STATED PROBLEM A
In the forum thread about quitting alcohol, what does neverdoingthatagain plan to say if things get hard socially?
STATED PROBLEM B
Name every forum member whose blog the forum thread about quitting alcohol introduces with the words "our own".
STATED PROBLEM C
Go on with the forum thread about quitting alcohol from the point where it stops.
--- start EXTRACTED TEXT ---
Loubilou09 · 30/01/2017 15:56

[This message is actually from Sober Sarah! She wanted this thread to start with links everyone will find useful. MNHQ]

If you're quitting alcohol for a brighter sober future come and join us here. A very welcoming bunch supporting ebach other every step of the way. smile
We have put together some helpful info and links, to help you do this Smile tiredofthinkingaboutdrinking.com

Tired of thinking about drinking, Belle's website filled with free stuff as well as subscription courses and an account of her four years sober.

joinclubsoda.co.uk/ Club Soda - to help you make the change you want.
www.sobersassylife.com Sober Sassy Life - A Selection of Articles, Blogs and Freebies to get you unstuck, and on the way to your Sober Sassy Life! Also has paid for courses.
thesoberschool.com/ - an online hub with the mission of inspiring and supporting women who are tired of feeling hungover

www.blogtalkradio.com/bubblehour - podcasts on a huge range of issues relating to addiction and recovery

www.smartrecovery.org.uk/ - an alternative to AA. Meetings nationwide and online.

Useful meditation or relaxation apps
www.headspace.com Headspace for calming the brain chatter
www.withandrewjohnson.com Andrew Johnson stop drinking app
Helpful blogs from people who are sober
sothisissober.com/ our own vxa's blog
www.alcoholfree2016.com our own Lily's blog
www.alcoholfree2016.com our own Lucy's blog
www.sobergrowing/blogspot.co.uk our own Sober Sarah's blog

All of these blogs contain links to loads of other brilliant blogs.

Sobriety counters
meetnomo.com/index.html
www.pilanites.com/streaks/

Hope this helps you ! Love Sober Sarah and Vxa

OP posts:
Thread gallery
7
neverdoingthatagain · 01/02/2017 00:52

Well it's the February 1st here in OZ and I if things get hard socially, I will just say I'm doing FebFast.

Yesterday was a test as my kids were on last day of school holidays and I was really irritated and tired around 4pm.

I thought, well I would usually just have a wine to take the edge off and 'relax' however I just shook my head. I am determined not to drink to 'relax'. I did some exercise instead.

Weight is still on however it's only been 1 week.

I hear you about the people at the bottle shops. I would go to 3 or 4 different ones and I ended up recognising all of them and they me!

First day of whiteish eyes!

neverdoingthatagain · 01/02/2017 00:53

And also, all the TV and movies have SO much alcohol in them.

It just normalises it so much. No wonder people use it!

lizzytee · 01/02/2017 07:48

Just marking my place, hello to all. Not posting much now but a regular reader since June last year. This tread has been such a help in coming to terms with problematic drinking.
--- end EXTRACTED TEXT ---
--- start DATA LISTING ---
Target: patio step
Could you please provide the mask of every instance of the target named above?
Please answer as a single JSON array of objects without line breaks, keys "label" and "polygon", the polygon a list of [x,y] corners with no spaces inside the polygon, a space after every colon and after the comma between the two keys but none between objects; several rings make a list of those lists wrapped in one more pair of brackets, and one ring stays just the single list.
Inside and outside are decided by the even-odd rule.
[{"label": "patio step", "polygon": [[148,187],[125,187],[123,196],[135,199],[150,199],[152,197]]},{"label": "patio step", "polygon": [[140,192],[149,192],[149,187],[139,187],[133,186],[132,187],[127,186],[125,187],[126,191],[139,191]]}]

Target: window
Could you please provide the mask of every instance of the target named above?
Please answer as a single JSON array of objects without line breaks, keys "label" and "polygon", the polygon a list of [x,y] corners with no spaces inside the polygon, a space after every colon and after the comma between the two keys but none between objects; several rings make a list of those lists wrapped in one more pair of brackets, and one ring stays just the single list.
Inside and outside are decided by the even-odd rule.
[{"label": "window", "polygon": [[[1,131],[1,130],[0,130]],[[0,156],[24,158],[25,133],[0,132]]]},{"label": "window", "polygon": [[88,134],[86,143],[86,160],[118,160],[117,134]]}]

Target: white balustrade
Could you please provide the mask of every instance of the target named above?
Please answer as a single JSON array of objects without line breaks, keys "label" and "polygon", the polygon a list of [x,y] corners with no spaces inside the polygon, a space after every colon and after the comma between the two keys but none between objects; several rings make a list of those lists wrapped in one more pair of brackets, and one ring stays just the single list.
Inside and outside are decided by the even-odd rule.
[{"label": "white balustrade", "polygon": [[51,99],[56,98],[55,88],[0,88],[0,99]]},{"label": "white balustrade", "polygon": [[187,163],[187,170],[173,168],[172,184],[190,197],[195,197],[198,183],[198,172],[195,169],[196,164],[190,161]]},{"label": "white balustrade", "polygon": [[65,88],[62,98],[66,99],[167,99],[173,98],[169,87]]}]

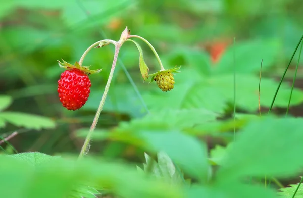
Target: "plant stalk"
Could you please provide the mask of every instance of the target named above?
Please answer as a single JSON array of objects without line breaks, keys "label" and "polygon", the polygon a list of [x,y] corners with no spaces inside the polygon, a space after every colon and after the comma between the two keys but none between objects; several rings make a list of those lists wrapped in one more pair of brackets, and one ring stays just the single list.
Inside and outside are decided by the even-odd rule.
[{"label": "plant stalk", "polygon": [[[96,45],[97,45],[96,43],[99,43],[99,42],[100,41],[97,42],[96,43],[93,44],[93,45],[92,45],[91,46],[95,46]],[[92,48],[92,47],[92,47],[91,46],[90,47],[90,48]],[[93,133],[93,131],[95,129],[95,128],[96,128],[96,126],[97,125],[97,123],[98,123],[98,121],[99,120],[99,117],[100,117],[100,114],[101,113],[101,111],[102,111],[103,106],[104,105],[104,103],[105,102],[105,100],[106,99],[106,96],[107,96],[107,94],[109,91],[109,89],[110,89],[110,86],[111,85],[111,82],[112,82],[112,79],[113,79],[113,76],[114,75],[114,72],[115,71],[115,68],[116,67],[117,60],[118,60],[118,55],[119,54],[119,52],[120,51],[120,49],[121,46],[122,46],[122,44],[121,42],[115,43],[115,55],[114,56],[114,60],[113,61],[113,64],[112,65],[112,68],[111,69],[111,72],[110,73],[110,75],[109,76],[109,78],[108,79],[107,83],[105,86],[104,92],[103,93],[103,95],[102,96],[102,98],[101,98],[101,101],[100,102],[100,104],[99,105],[99,107],[98,108],[98,110],[97,110],[96,115],[93,119],[93,121],[92,122],[92,124],[91,124],[91,126],[90,126],[90,129],[89,129],[89,132],[88,132],[88,134],[87,134],[87,136],[86,136],[86,138],[85,138],[85,141],[84,141],[83,146],[82,147],[82,149],[81,150],[81,152],[80,153],[80,155],[79,155],[78,159],[82,158],[87,153],[87,152],[88,152],[88,151],[89,150],[89,147],[90,147],[89,142],[91,140],[92,135],[92,134]],[[85,55],[84,56],[85,56]],[[83,56],[82,56],[82,57],[83,57]],[[82,57],[81,57],[81,58],[82,58]],[[79,61],[79,64],[80,64],[80,61]],[[81,64],[80,64],[80,65],[81,65]]]}]

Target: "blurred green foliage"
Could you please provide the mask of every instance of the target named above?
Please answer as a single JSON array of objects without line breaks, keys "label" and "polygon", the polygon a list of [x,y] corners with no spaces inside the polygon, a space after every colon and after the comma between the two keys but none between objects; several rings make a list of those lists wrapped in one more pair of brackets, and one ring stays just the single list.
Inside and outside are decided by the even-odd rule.
[{"label": "blurred green foliage", "polygon": [[[274,197],[279,184],[261,186],[265,175],[298,181],[302,120],[277,118],[288,104],[287,81],[292,80],[298,53],[274,103],[277,115],[260,119],[255,114],[260,103],[265,117],[276,77],[302,35],[300,0],[3,2],[4,197],[88,198],[100,193],[132,198]],[[90,76],[89,98],[74,112],[59,100],[57,83],[63,70],[57,60],[79,61],[96,41],[118,40],[126,26],[154,46],[166,69],[182,65],[181,73],[174,76],[174,89],[163,92],[155,82],[143,82],[142,57],[133,43],[125,43],[93,134],[89,154],[95,159],[76,161],[73,155],[81,149],[99,105],[114,49],[93,49],[86,57],[85,65],[103,70]],[[152,51],[134,40],[142,47],[150,73],[156,72],[159,67]],[[290,113],[302,116],[300,72],[297,77]],[[13,134],[17,135],[10,137]],[[41,153],[22,153],[29,151]],[[17,152],[21,153],[4,155]],[[280,195],[291,197],[298,186],[291,186]]]}]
--- end DATA LISTING ---
ANSWER A
That they are doing FebFast.

ANSWER B
vxa, Lily, Lucy, Sober Sarah

ANSWER C
And yes, I agree that there's way too much normalising.

Never re weight loss, I have found it slow but a) didn't focus on that in the beginning and b) didn't really diet. Nevertheless I've lost about 4kg and a decent slice of my belly meaning that clothes fit way better.

Vidorra · 01/02/2017 11:16

Good for you never, exercise actually helps destressing, not wine. I know, it's absolutely everywhere. That's without getting started on the advertisements!

My facebook has that 'on this day' thing on it. Bloody hell, I did some drinking. There's a block of years back when I was at my worst that nearly every post mentions me going out, drinking or alcohol in some way. Ok, one day it might be 2010 and another 2012 but even still. It's quite scary and weird to look back from this detached place now, I want to go back and give past-me a shake!

Balibabe1 · 01/02/2017 19:02

Spurge: I haven't read Allen Carr for drinking but had great success with the stop smoking one. I am glad your headache has finally gone Vidorra.

I have just told my BF that our meet up will be completely dry on my side, she was fine about it. It had been weighing heavily on my mind about telling her and I thought if I just let her know before the day then it's a non convo, I also added that I am in no way feeling deprived or will be drooling over her glass, it's the one thing my colleagues expected when I was out with them last week. People assume Dry Jan is a penance and not a choice! However I'm sure I had the best evening as seeing them all more than merry was highly enlightening. Now I can see how I behaved and if I'm honest was probably 10 x worse. I hated waking up panicking if I'd said something inappropriate. And having to act normal the following day whilst feeling crap, dehydrated and being ultra coherent was wearing.
I delivered my presentation in complete confidence for the first time in 8 years :).
Drink is normalised and I've noticed in most programmes I watch, especially the opening one as soon as your in from work scenes.

Yesterday I was watching how to diet well and it showed the "champagne diet". My goodness that would have been the stuff of dreams to me in Dec, however the lady following it was the first candidate to not only not lose weight but actually gained a pound. She admitted that once the bottle was opened it was difficult to stick to one glass! So in reality I was following the same diet and it's resulted in a 3 stone gain over 2 years.

Balibabe1 · 01/02/2017 19:03

PS. I used BF as best friend, I'm still new to all this so apologies if this isn't the accepted terminology.

AntiGrinch · 01/02/2017 22:36

Hello everyone.
Checking in here - day 7. It was a week ago that I drank a bottle and a half and was emailing my mum at stupid o'clock. Happy to be sitting with a cup of tea. I'll run a bath in a minute.

Still need to work something out about general low level boredom but for now I am feeling safe.

I'll be on the tea again tomorrow and then celebrate Friday with a Becks Blue. Woo!

Thanks for posting everyone, it really helps to read others' stuff.

Vidorra · 01/02/2017 23:17

Funny how those with 'normal' drinking habits don't think twice about others in their company not drinking Bali Well done on the presentation. Champagne diet Envy boke. Champagne bubbles with my hernia = instant heartburn in a glass.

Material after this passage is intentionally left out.